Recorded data

——

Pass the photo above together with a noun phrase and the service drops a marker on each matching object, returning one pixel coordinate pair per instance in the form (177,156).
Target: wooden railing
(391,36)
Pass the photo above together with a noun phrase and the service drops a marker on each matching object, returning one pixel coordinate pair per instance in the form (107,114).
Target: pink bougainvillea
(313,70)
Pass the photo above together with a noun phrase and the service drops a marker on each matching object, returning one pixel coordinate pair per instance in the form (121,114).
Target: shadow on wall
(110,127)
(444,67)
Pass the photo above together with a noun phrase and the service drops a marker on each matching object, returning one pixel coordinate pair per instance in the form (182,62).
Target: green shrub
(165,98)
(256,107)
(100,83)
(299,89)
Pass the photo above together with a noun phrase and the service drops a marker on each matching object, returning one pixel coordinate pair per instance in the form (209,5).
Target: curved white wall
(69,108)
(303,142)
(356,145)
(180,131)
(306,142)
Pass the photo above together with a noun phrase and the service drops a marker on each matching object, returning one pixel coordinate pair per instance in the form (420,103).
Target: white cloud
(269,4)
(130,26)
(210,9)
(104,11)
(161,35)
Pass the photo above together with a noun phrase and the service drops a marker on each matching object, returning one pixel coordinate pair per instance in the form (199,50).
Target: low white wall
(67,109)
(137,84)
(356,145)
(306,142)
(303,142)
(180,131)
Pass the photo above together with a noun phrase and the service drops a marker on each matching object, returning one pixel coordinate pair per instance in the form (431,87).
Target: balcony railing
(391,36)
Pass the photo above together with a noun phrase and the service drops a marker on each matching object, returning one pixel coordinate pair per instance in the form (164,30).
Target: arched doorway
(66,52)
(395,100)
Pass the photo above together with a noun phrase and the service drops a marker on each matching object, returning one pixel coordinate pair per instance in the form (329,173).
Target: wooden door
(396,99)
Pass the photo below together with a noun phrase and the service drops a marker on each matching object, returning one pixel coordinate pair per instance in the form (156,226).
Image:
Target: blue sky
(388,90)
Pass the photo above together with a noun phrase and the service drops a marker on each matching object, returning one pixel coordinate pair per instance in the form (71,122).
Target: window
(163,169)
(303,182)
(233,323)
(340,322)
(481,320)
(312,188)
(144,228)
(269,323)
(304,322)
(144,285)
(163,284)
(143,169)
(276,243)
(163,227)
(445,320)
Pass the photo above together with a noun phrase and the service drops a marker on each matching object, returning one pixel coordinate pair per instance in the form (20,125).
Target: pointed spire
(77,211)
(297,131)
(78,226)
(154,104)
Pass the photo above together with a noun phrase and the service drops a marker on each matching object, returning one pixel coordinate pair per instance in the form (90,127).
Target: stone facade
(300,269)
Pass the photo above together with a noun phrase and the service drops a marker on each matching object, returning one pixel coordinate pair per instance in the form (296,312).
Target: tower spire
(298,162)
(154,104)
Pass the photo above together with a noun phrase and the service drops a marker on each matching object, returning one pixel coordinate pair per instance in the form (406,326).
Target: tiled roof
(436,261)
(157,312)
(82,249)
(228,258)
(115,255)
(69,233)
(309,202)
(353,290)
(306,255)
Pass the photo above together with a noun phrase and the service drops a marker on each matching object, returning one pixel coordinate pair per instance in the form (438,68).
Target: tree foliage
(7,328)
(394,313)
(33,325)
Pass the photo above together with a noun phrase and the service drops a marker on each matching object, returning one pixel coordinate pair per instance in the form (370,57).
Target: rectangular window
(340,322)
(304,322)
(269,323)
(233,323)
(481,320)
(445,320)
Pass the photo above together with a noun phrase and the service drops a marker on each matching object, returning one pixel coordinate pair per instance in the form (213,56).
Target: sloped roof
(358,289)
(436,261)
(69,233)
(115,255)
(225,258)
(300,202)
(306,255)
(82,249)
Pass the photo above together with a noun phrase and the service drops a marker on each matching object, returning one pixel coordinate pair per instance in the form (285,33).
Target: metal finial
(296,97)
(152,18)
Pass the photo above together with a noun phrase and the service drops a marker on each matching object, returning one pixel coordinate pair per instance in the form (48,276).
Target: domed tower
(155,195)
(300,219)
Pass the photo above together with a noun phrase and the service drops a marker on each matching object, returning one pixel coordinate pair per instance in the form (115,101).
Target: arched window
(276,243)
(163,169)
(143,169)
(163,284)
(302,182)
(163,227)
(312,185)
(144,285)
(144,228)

——

The problem: Copy out all of the material above line for line, without changing a single character.

Exercise output:
Pass the photo above together with a noun phrase and the service drops a marker on each matching object, returning one pixel coordinate pair per instance in the form (177,156).
Target: wooden railing
(391,36)
Pass the photo above together with a noun phrase and the service drops a marker on each matching object, returning one pixel coordinate pair per instance in the form (107,114).
Target: pink bougainvillea
(313,70)
Pass the photo above together with a noun phrase and the service drops a marker on each matching object, returning one pixel coordinate pair per instance in the form (121,114).
Target: shadow on wall
(110,127)
(444,67)
Pass the photo above together with a noun phrase and the service drops a marker on each matching object, returning one pixel coordinate pair per instance in the form (182,62).
Target: green shrub
(165,98)
(256,107)
(100,83)
(299,89)
Pass the photo above together with a noun phrase and the service drops a marker on each matching object, returning one pixel coordinate pair per instance in the form (209,5).
Target: curved white wall
(69,108)
(303,142)
(356,145)
(180,131)
(306,142)
Pass the photo above together with a noun phrase and the service drops a marker on each matching object, returning one pixel coordinate pair per instance in the form (420,103).
Target: white cloud
(269,4)
(130,26)
(210,9)
(104,11)
(161,35)
Pass the photo above together with a noun phrase and the service drops a marker on each matching object, returning one pixel coordinate pair per instance in the form (199,50).
Target: low white wall
(67,109)
(137,84)
(356,145)
(306,142)
(303,142)
(180,131)
Pass the photo above together with a noun phrase and the service drops a marker on each matching object, returning one pixel coordinate pair per instance in the form (431,87).
Target: balcony railing
(391,36)
Pass the photo above together with a noun phrase and the service drops a marker on each matching object, returning one pixel coordinate pair per instance in the form (164,30).
Target: arched doorway
(66,52)
(395,100)
Pass the photo above together with a noun phrase and the service drops a marker on each matching object, returning one pixel coordinate pair per instance in the form (329,173).
Target: wooden door
(396,99)
Pass the photo below together with a noun phrase and the service drops a marker on each matching object, returning one pixel coordinate pair per instance in the form (156,226).
Image:
Target: blue sky
(388,90)
Pass the photo above together with a noun phrase and the service drops a marker on each matching object, returning one pixel coordinate pair per instance in the form (71,122).
Target: window
(163,169)
(303,182)
(233,323)
(340,322)
(481,320)
(312,188)
(144,228)
(269,323)
(304,322)
(144,285)
(163,284)
(143,169)
(276,243)
(163,227)
(445,320)
Pass the photo above together with a noun phrase and the service drops a marker on each matching object, returning one pixel coordinate pair per instance in the form (20,125).
Target: pointed spire
(77,211)
(297,131)
(78,226)
(154,104)
Pass the photo above together with a noun phrase and the service drops a marker on each matching object, returning one pixel coordinate pair per instance in the form (90,127).
Target: stone facade
(300,269)
Pass the photo above together with a noun phrase and the service drops a marker on each matching object, returning one pixel coordinate pair per instance in the form (296,312).
Target: tower spire
(298,162)
(154,104)
Pass the photo above together with a noun phrase and the service drops a marker on each matching object, returning one pixel coordinate pair per instance in the form (406,326).
Target: tiled roof
(436,261)
(157,312)
(82,249)
(228,258)
(115,255)
(69,233)
(309,202)
(353,290)
(306,255)
Pass the photo above together with a noun phrase and the service drops a marker on each matching object, returning one pixel coordinate pair per instance in the form (438,68).
Target: tree foliage
(7,328)
(394,313)
(33,325)
Pass the photo above together with a noun phrase and the service drops a marker on each matching object, returning one pixel coordinate pair per instance in the form (370,57).
Target: rectangular window
(340,322)
(304,322)
(269,323)
(233,323)
(481,320)
(445,320)
Pass the photo above together with a noun phrase and the service drops a marker on each matching object, returning one pixel coordinate pair per instance in the form (213,56).
Target: sloped roof
(358,289)
(436,261)
(69,233)
(115,255)
(225,258)
(300,202)
(306,255)
(82,249)
Pass the photo above together with a noun phrase and the service drops a marker on each matching object, returning one pixel coordinate pair per instance in the form (285,33).
Target: metal finial
(296,97)
(152,18)
Pass the photo above together with a noun phrase and the service drops a marker on each matching object, returning one pixel coordinate pair per instance in the form (48,276).
Target: domed tower
(155,195)
(300,219)
Pass the photo above together with a noun phrase and the service drops a marker on each matching object, returning one pixel coordinate pair per instance in the form (115,101).
Target: arched window
(276,243)
(163,169)
(143,169)
(163,284)
(302,182)
(163,227)
(312,185)
(144,285)
(144,228)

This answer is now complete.